■ **課題内容**: クマ報道に人が引きつけられる心理を解説した記事の続きを、最後の文の後から書き進めること。

■ **本文抜粋**:
- - -
なぜ私たちはクマ被害の報道から目を離せないのか…心理学が明かす「過剰な恐怖」の正体
なぜ私たちはクマ被害の報道から目を離せないのか…心理学が明かす「過剰な恐怖」の正体

全国各地で被害が相次ぎ、今年の漢字にも選ばれてしまった「熊」。なぜ人はここまで熊を恐れ、そして関連のニュースに興味を抱いてしまうのか。

法廷臨床心理学博士の遠藤貴則氏がその心理的メカニズムを解説する。

クマ報道が過熱するのは平和な日本社会だからこそ

日本各地でクマの出没や人身被害が相次いだ2025年。

日本漢字能力検定協会が発表した「今年の漢字」にも「熊」が選ばれ、SNS上ではその選定理由や報道のあり方をめぐって、肯定・否定の双方の意見が見られた。依然として被害者も出ており、さらに「今年」で区切ってよいほどクマ問題は解決していないからだ。

命に関わる問題のため、クマ出没のニュースが報じられているのは当然なことであるが、ここまで人間がクマへの関心が高いのはなぜだろうか。そこには複数の要因がある。

「日本国民がクマの出没を連日追ってしまうメカニズムは、法心理・法廷臨床心理学の観点から分析するととても納得がいくものです」

そう語るのは法廷臨床心理学博士の遠藤貴則氏だ。遠藤氏は集団心理と犯罪認知のメカニズムを研究しており、日本人に突如現れた脅威であるクマの出没もその理論を使えば十分説明できるのだという。

「なぜこれほどクマ被害の報道を私たちは追ってしまうのか。その理由は、平和な日本社会から安全地帯が消失した印象を私たちが持ってしまっているからです」

その深層心理は心理学における二つのメカニズムで説明できるという。

海外の戦争より身近なクマ被害に関心を抱くワケ

「一つ目は、私たちに生まれつき備わっている本能的な恐怖の記憶があるからです。進化心理学において、マーティン・セリグマンらが提唱した『準備された恐怖(Preparedness Theory)』という理論があります。

これは、人間が過去の生存競争の中で、大型の捕食動物といった特定の刺激に対して、遺伝的に恐怖を感じるようプログラミングされているというものです」

つまり、クマの出没は、祖先が大型捕食者に襲われたかもしれない記憶を、生存本能レベルで呼び覚ましているというのだ。

「そして二つ目が、私たちに過剰なリスク認知が発生しているからです。

認知心理学の分野に『可用性ヒューリスティック(Availability Heuristic)』という理論があります。

これは、人はニュースなどで鮮明に報道され、記憶に残りやすい情報を、実際のリスクの大きさよりも高確率で発生すると過大評価しがちである、という理論です」

簡単に言えば、遠くの大きなリスクより、自宅近くで人がクマに襲われた事件のほうが鮮烈に映り、そしてリスクを過剰に感じてしまうというのだ。

「事実、今やクマは特定の場所(山奥や海岸など)ではなく、市街地、住宅街、通学路にまで出没し、現実に人身被害を発生させています。ここまで日常生活が脅かされると、『特定の場所を避けさえすれば安全』という社会の前提は破壊します」

つまり、私たちの日常生活を送る「陸上の安全地帯」そのものが、極めて無差別的かつ不可避な脅威に脅かされているのだ。
- - -
■ **所与データ**:
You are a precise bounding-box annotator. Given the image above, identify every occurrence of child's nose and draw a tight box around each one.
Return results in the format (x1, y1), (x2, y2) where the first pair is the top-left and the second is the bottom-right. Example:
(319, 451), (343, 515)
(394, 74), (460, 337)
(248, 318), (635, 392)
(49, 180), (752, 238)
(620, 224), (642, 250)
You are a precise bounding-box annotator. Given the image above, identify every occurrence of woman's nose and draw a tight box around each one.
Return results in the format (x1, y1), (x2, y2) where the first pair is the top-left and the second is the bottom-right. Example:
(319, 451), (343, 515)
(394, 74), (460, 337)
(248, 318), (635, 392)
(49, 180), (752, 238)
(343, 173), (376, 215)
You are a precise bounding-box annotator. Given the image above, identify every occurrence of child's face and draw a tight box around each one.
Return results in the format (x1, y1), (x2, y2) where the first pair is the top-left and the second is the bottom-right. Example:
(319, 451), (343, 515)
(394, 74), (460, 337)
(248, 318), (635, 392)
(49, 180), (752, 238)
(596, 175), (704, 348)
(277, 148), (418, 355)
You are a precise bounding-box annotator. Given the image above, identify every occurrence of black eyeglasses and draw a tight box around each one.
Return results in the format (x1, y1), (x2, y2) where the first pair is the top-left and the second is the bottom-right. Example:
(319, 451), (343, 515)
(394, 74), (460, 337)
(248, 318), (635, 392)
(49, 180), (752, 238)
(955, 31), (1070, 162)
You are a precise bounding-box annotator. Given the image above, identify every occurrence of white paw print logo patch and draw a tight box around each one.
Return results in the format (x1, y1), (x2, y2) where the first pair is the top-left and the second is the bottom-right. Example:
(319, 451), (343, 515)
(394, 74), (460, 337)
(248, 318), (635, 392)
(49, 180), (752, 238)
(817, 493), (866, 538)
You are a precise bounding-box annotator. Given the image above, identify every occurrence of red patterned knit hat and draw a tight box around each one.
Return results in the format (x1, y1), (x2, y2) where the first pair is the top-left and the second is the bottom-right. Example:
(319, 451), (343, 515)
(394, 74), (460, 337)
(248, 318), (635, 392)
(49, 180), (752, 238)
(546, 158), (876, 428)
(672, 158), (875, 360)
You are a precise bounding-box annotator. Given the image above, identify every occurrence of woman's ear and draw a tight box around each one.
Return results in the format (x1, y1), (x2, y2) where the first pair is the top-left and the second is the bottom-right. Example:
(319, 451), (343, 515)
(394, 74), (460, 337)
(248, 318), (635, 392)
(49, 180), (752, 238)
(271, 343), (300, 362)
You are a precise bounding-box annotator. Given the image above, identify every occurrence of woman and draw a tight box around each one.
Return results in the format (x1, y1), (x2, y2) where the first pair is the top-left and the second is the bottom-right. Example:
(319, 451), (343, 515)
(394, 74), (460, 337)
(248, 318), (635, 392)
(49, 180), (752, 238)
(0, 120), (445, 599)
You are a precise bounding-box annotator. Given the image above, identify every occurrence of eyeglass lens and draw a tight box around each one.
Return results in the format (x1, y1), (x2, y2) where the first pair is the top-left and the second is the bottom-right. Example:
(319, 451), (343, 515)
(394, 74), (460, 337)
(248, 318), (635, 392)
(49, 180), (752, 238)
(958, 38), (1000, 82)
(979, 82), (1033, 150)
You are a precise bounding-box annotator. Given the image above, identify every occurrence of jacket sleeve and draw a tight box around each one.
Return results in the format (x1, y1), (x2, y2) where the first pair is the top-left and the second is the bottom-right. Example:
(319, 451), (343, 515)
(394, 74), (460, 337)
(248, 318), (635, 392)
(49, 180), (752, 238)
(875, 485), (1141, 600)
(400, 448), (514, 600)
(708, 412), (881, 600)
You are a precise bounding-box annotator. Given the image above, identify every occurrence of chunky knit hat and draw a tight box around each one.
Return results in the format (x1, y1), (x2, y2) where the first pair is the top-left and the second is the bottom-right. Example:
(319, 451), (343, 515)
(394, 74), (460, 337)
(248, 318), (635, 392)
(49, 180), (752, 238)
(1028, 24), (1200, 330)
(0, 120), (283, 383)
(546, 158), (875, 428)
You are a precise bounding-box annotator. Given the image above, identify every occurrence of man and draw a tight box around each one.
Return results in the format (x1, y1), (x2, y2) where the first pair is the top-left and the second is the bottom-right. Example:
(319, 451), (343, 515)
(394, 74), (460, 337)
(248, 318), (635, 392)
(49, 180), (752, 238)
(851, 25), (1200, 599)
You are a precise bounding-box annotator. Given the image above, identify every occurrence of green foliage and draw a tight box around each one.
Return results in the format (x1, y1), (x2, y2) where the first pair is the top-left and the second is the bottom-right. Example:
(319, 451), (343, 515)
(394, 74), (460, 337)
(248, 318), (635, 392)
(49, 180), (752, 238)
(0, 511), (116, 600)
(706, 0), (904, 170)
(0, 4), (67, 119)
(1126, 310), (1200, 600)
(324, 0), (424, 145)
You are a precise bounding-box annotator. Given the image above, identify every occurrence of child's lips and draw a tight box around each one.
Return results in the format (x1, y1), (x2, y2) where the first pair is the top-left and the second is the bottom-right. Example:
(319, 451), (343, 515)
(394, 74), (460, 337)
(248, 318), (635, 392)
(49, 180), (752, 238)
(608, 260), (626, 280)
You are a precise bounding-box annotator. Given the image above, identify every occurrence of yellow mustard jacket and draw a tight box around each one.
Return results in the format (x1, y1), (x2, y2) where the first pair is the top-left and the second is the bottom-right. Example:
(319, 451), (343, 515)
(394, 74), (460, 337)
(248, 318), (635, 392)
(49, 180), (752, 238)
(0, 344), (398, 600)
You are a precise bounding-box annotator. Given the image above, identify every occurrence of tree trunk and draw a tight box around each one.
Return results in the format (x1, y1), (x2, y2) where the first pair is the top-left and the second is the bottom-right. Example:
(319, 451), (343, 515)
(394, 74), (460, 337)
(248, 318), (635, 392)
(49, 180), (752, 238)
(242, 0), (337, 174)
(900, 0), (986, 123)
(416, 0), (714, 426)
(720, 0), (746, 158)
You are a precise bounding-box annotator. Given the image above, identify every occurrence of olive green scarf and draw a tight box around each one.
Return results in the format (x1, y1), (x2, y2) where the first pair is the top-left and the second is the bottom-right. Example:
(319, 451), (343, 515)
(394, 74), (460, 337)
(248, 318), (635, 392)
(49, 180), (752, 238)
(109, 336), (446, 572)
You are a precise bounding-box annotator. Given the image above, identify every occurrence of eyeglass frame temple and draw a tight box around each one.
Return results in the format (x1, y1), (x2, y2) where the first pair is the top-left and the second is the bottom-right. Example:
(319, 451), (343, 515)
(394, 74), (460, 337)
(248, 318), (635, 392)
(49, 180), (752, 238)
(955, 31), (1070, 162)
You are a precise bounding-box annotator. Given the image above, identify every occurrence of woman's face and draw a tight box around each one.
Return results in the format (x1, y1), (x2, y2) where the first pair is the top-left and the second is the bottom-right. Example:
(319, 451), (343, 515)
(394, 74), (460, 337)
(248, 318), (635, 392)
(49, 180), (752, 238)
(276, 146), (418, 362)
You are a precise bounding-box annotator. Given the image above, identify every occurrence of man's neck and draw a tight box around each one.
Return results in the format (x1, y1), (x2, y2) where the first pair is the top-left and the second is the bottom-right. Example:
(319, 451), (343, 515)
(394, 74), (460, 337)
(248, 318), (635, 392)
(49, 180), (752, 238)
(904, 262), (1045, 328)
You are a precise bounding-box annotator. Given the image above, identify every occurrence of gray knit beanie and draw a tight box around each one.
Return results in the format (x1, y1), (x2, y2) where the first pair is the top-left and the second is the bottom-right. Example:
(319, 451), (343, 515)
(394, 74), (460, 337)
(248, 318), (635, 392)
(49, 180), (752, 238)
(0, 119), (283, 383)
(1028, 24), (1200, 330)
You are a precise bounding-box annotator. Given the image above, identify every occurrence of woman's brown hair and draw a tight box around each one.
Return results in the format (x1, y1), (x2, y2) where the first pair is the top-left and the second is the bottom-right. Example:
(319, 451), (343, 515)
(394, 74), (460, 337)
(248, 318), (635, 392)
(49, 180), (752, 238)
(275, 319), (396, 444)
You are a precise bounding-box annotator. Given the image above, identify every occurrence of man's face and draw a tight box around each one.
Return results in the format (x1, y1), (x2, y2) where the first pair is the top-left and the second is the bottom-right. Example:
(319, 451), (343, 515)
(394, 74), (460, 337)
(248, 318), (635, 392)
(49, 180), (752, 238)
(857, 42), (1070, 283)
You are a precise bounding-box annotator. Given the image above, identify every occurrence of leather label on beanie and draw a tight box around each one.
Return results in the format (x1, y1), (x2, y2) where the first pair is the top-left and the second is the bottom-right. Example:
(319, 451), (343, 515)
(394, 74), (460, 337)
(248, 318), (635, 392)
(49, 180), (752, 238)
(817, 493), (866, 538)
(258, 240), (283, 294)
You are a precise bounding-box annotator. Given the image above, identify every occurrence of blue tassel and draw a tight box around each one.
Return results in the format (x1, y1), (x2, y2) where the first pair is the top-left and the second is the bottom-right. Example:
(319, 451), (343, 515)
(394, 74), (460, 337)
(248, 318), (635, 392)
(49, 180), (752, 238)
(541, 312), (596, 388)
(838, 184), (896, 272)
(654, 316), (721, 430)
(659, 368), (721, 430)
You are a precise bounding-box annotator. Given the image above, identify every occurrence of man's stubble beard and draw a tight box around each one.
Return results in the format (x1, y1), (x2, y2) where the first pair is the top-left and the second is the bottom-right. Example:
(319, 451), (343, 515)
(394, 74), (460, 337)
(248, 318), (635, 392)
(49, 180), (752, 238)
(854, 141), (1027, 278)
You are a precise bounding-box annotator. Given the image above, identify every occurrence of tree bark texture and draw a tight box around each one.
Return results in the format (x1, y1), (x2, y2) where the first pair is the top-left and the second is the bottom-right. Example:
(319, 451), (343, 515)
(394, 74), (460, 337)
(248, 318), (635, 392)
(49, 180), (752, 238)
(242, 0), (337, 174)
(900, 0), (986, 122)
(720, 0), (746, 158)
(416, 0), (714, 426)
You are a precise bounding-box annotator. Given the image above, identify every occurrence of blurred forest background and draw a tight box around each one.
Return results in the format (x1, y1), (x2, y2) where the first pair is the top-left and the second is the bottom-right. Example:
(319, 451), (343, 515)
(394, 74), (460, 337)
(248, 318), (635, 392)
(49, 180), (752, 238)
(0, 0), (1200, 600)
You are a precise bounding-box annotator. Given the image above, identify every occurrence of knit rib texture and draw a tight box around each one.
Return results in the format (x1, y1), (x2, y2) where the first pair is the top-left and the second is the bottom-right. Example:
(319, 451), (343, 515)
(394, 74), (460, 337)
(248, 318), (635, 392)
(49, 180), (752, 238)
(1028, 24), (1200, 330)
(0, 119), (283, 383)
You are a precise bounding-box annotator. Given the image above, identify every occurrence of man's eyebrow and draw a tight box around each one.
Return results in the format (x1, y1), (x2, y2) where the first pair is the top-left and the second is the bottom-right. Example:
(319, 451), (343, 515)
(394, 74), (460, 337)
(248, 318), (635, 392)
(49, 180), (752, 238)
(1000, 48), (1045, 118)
- - -
■ **解答欄**:
「クマ被害は、発生場所やタイミングを個人が制御できないという点で、無差別性の高い犯罪に対する恐怖と共通する側面を持つといえるでしょう」

事実、SNSでの反応を見ると、クマの出没は単なる「隣の町で起きた事件」として消費できない人が多い。

「コントロール感の喪失が起きていることが原因でしょう。リスク認知に関する心理学の研究では、個人でのコントロールが不可能なリスク、例えば無差別殺人や予期せぬ自然災害に対して、人間は過剰な恐怖と不安を感じることが明らかになっています。

自分がどれだけ注意しても、クマの出没と被害は防げません。コントロール不可能なのです。その結果、地域を問わず、全国民が深刻な不安感を共有しているのです」

集団的な危機的認知の表れ

まだ捕まっていない、いつ、どこで、誰を襲うかわからない。その点で連日クマ出没の報道を我々が追ってしまう気持ちも理解できる一方、クマ出没に限らず、いま世界中で多くの人の命が脅かされる事件や争いは起きている。ウクライナ戦争やガザ地区などの問題もそうかもしれない。

ところが、多くの人は遠く離れた海外の危機より、クマ出没の報道に関心を向けてしまう傾向にある。その理由は?

「理由は明白です。前述したように、人間は心理的な距離によって情報の重要度を測る傾向にあるからです。人間は遠くの複雑な情報よりも、被害が目前に迫り、生きるか死ぬかの判断が迫られる情報に、より強く関心が向きがちであることがわかっています。

また、ここ数ヶ月で笛やスプレーなど、クマ対策商品の売上が急増しているという報道があります。クマへの恐怖が『対策グッズを買っておけば安心できる』という具体的な自己防衛行動へと変換されたのです」

さらに遠藤氏は、クマの出没は4~5年前に起きたある現象にも似ているという。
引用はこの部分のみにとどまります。